Dataset extract
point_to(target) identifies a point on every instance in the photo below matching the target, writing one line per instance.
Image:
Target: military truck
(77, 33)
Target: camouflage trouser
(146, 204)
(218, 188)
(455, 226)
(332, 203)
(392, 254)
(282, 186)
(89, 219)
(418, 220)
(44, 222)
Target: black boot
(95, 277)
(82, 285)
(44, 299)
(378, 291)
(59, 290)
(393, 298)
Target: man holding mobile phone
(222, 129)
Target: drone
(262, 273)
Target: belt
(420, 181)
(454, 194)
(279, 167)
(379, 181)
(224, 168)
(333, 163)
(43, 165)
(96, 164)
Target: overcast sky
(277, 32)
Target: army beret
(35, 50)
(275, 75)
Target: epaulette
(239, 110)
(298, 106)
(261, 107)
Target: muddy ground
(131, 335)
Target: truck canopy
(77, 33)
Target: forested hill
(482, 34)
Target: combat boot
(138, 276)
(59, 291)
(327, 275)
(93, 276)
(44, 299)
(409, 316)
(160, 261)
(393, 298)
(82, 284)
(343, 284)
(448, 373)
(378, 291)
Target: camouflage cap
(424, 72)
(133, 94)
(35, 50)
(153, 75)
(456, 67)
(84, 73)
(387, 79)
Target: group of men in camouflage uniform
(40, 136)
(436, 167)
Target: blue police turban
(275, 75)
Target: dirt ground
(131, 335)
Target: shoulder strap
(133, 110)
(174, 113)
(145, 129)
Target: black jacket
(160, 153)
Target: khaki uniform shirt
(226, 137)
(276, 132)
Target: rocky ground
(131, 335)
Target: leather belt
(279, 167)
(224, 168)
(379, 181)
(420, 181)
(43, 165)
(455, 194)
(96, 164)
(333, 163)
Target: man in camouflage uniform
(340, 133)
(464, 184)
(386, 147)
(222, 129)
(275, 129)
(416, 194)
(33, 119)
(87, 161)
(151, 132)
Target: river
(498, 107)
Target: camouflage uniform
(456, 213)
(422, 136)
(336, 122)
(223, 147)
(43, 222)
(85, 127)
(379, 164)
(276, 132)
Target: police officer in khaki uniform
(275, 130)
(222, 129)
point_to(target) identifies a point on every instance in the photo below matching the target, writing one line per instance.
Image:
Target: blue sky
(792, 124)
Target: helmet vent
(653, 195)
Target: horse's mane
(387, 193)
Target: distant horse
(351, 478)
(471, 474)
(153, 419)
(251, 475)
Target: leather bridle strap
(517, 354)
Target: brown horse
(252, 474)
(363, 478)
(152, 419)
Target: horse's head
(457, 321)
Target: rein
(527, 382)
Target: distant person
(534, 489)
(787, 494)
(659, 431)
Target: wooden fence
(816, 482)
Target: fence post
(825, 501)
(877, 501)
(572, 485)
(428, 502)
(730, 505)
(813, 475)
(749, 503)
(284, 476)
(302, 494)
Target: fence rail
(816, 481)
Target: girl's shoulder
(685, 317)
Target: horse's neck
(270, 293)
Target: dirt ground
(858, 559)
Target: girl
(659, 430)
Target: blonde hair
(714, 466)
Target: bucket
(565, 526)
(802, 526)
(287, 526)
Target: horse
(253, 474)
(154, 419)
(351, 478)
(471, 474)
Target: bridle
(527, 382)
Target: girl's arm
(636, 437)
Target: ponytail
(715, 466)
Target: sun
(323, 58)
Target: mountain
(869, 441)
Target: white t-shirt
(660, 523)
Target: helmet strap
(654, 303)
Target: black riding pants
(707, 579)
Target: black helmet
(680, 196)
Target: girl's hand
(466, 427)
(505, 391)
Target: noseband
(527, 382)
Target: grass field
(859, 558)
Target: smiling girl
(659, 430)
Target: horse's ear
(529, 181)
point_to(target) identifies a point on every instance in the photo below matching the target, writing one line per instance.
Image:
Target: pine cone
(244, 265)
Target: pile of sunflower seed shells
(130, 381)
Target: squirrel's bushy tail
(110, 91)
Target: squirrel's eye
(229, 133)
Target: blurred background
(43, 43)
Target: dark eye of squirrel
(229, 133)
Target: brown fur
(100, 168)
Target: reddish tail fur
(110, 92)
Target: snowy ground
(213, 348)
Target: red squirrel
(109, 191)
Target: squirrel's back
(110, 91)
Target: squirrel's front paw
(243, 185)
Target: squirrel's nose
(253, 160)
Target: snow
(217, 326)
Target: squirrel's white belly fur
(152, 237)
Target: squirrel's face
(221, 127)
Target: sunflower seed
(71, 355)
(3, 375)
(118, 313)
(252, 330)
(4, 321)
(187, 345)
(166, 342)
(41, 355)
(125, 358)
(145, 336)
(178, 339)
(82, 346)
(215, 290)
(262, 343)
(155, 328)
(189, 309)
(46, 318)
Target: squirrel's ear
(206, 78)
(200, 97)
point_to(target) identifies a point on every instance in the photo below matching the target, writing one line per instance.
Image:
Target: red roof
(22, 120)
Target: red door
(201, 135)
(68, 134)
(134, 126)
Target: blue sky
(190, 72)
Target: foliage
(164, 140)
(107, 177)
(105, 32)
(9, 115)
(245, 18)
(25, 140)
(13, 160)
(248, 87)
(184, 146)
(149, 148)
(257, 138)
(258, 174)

* * *

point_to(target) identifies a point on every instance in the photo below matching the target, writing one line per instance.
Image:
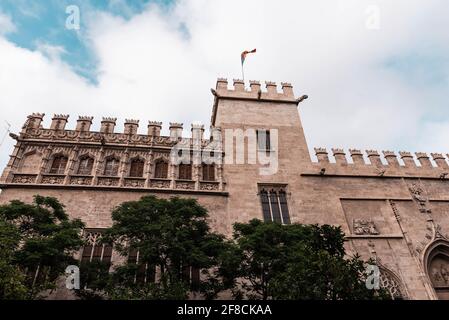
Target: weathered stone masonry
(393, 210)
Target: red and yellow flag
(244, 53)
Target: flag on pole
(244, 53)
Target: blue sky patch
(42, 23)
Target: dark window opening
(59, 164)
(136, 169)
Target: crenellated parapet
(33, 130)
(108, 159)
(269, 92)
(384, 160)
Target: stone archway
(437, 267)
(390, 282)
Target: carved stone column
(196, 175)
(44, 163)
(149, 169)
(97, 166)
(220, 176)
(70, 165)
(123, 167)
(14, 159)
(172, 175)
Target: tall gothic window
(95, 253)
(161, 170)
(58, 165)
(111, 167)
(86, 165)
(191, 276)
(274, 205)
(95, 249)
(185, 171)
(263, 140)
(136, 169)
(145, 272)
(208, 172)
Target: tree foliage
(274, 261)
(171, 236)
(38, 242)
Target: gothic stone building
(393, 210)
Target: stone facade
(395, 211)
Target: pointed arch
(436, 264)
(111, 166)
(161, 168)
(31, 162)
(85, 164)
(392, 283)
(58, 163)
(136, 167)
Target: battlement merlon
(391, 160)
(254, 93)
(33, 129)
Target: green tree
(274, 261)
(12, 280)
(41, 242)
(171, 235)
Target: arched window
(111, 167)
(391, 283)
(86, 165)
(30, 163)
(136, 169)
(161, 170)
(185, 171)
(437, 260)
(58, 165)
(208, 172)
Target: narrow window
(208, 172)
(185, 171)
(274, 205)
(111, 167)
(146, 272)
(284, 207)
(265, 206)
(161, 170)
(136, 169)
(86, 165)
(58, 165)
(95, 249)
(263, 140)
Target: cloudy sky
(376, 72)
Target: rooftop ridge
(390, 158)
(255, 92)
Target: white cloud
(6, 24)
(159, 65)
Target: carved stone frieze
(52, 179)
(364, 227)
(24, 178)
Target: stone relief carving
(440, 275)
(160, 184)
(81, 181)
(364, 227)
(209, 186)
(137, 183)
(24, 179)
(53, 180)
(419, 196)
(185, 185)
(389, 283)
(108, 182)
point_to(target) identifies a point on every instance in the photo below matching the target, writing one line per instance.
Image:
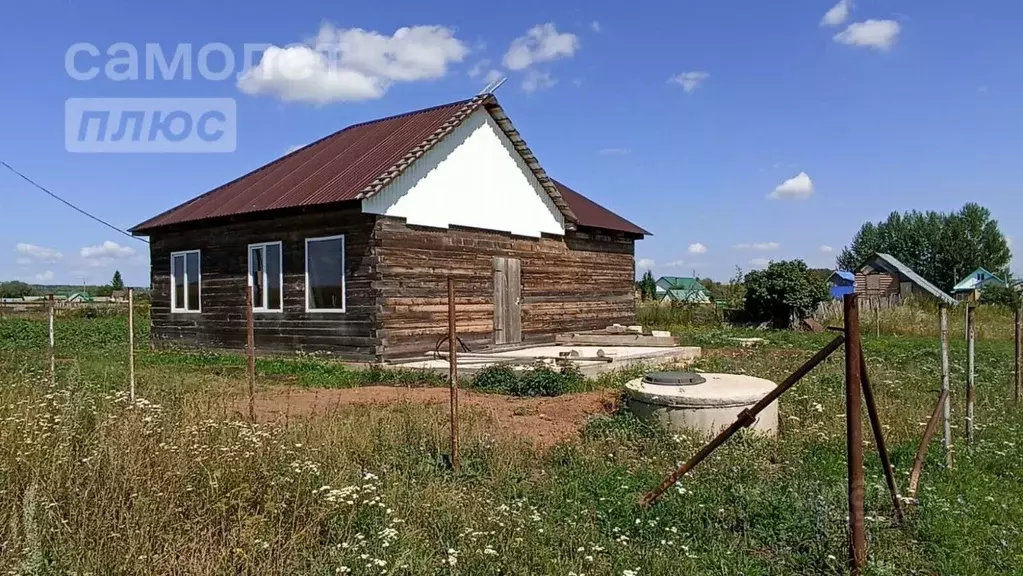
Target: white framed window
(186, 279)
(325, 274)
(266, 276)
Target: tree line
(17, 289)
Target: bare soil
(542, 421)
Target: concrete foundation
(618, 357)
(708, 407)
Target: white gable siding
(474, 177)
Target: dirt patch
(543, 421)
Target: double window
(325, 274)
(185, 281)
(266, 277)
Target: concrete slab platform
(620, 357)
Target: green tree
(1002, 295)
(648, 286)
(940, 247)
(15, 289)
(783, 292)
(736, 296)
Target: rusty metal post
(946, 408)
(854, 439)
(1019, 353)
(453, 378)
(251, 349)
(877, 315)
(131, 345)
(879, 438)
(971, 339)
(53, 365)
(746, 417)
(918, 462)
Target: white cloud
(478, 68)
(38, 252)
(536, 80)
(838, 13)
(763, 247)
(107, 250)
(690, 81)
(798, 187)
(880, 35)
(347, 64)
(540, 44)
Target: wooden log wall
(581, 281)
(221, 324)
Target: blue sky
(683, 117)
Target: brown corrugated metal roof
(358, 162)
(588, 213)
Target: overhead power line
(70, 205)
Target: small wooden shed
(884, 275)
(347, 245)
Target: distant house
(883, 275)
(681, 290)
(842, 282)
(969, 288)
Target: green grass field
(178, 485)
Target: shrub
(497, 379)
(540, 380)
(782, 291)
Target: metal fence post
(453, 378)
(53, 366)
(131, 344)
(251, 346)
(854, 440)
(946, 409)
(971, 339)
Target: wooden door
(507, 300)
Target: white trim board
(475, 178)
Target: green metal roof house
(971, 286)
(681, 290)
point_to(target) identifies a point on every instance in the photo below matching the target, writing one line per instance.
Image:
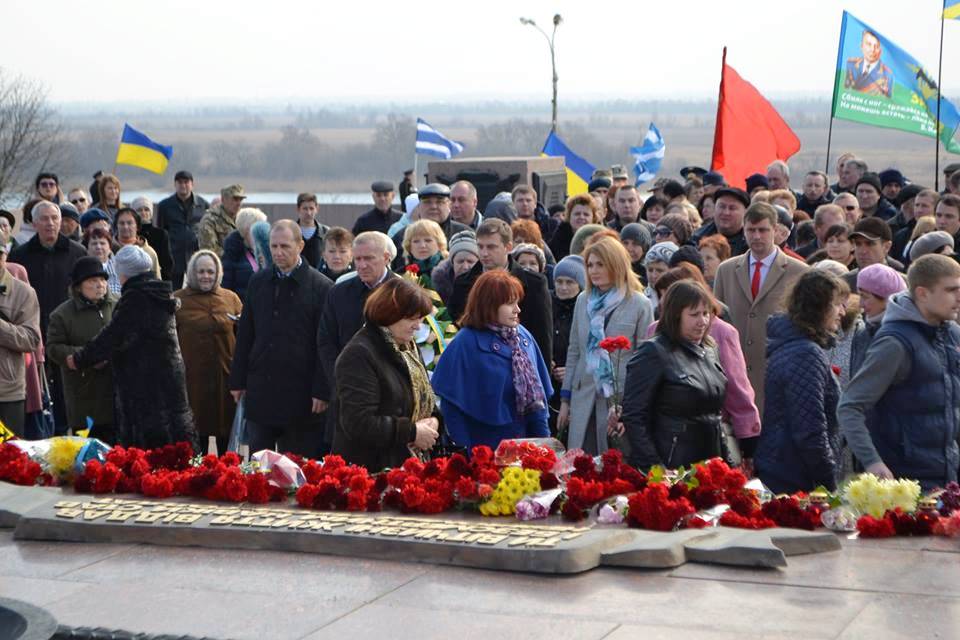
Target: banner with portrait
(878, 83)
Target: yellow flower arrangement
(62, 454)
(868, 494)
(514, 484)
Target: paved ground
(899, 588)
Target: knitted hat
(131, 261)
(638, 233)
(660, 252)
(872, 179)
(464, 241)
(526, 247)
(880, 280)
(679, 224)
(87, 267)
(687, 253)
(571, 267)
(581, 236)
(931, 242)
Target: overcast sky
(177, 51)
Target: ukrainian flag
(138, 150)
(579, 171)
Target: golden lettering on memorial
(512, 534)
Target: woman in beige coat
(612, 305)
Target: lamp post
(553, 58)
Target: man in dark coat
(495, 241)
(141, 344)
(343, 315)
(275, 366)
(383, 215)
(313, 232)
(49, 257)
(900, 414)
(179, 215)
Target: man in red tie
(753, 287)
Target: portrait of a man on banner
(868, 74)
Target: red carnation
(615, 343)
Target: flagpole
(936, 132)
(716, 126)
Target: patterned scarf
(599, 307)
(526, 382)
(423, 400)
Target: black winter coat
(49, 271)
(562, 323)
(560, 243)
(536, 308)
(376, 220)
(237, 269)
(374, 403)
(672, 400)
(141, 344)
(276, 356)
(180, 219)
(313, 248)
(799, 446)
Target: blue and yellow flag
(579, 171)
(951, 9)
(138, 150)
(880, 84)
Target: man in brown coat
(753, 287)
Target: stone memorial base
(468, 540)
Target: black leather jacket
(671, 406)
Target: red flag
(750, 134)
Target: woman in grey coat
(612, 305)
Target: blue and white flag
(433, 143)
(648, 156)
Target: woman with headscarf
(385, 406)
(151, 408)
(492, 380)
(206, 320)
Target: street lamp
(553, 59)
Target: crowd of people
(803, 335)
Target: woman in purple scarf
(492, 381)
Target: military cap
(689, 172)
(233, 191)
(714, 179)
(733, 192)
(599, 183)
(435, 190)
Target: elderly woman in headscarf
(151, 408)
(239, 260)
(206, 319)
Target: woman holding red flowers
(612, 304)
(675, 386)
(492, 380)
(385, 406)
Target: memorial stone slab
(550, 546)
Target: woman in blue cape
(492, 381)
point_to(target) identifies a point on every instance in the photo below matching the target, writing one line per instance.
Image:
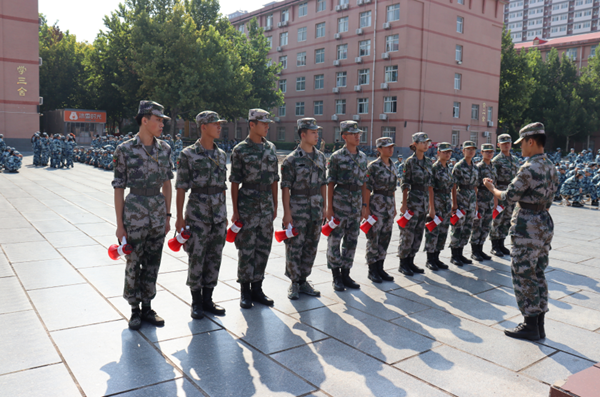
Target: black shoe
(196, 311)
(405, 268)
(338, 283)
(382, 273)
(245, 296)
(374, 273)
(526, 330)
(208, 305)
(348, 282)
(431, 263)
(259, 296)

==

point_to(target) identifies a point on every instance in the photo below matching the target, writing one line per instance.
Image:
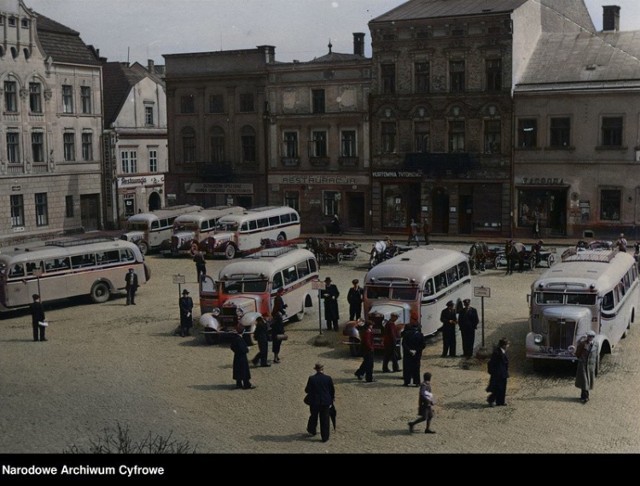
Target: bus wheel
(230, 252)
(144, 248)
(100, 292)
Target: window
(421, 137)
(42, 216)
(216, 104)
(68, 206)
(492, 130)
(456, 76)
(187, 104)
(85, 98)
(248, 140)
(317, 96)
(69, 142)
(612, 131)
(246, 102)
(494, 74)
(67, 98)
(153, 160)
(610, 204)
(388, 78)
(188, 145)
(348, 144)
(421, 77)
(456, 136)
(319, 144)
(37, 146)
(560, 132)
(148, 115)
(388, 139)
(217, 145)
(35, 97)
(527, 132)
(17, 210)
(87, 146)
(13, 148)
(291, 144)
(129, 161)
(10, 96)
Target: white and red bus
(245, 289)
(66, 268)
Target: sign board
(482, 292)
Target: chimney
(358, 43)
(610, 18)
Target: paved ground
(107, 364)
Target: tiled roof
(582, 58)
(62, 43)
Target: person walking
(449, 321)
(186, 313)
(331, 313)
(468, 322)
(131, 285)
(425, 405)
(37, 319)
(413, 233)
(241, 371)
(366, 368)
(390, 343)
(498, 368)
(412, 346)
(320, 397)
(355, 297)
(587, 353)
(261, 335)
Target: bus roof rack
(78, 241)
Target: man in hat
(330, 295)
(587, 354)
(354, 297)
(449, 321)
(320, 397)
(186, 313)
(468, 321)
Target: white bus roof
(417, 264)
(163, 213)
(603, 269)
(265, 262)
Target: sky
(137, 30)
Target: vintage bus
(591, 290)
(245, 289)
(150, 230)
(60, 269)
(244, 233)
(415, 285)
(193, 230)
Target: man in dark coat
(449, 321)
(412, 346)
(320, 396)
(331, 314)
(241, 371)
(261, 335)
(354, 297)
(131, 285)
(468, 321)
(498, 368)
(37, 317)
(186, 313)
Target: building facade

What is expected
Output exactly the lines of the material above from the one containing "Target: man in hat" up to and including the one containing "Target: building facade".

Problem solution
Target: man in hat
(330, 295)
(587, 354)
(354, 297)
(449, 321)
(320, 397)
(186, 313)
(468, 321)
Target: white bus roof
(417, 264)
(163, 213)
(603, 269)
(265, 262)
Target: sky
(137, 30)
Target: vintage bus
(591, 290)
(245, 289)
(150, 230)
(60, 269)
(244, 233)
(415, 285)
(193, 230)
Target: man in dark coat
(449, 321)
(412, 346)
(320, 396)
(331, 314)
(241, 371)
(261, 335)
(354, 297)
(131, 285)
(468, 321)
(498, 368)
(37, 317)
(186, 313)
Target: building facade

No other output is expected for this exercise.